Rewrite the lines from the one containing "Keep to these rules. Indicate every instance of the chain" through the last line, changing "roof vent" to "chimney" and leaving everything else as it is.

• Input for this task:
::::::::

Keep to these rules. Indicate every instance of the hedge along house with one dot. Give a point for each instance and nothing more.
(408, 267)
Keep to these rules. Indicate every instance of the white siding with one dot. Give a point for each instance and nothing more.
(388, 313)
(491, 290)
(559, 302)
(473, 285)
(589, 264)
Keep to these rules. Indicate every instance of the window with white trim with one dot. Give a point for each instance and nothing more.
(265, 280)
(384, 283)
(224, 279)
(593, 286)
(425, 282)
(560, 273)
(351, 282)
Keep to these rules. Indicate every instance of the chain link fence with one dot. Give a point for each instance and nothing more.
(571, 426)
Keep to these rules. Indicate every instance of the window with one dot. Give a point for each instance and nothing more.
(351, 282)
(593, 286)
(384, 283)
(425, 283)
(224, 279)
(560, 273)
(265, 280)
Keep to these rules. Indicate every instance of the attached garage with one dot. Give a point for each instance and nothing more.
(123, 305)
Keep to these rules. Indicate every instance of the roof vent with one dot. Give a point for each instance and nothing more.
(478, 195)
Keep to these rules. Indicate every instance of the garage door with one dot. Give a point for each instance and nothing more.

::::::::

• Solution for this exercise:
Keep to these rules. Indicate every instance of the chain link fence with one dot. Give a point for each instance and nothing more.
(571, 426)
Keep to these rules. Indicate every instance of the window with one dot. Give a point for each instance and nothing more.
(351, 282)
(593, 286)
(384, 283)
(425, 283)
(224, 279)
(560, 273)
(265, 280)
Keep to these rules. Indicate every instance of the attached garage with one dot. Give a point for each instance and nothing more.
(123, 305)
Keep to these rules. Indicate every instance of the chimney with one dot. Give a point for each instance and nothing more.
(478, 195)
Keep to these rules. Indicate every instance of the garage door with one dot. Give a point for each instance and nothing more.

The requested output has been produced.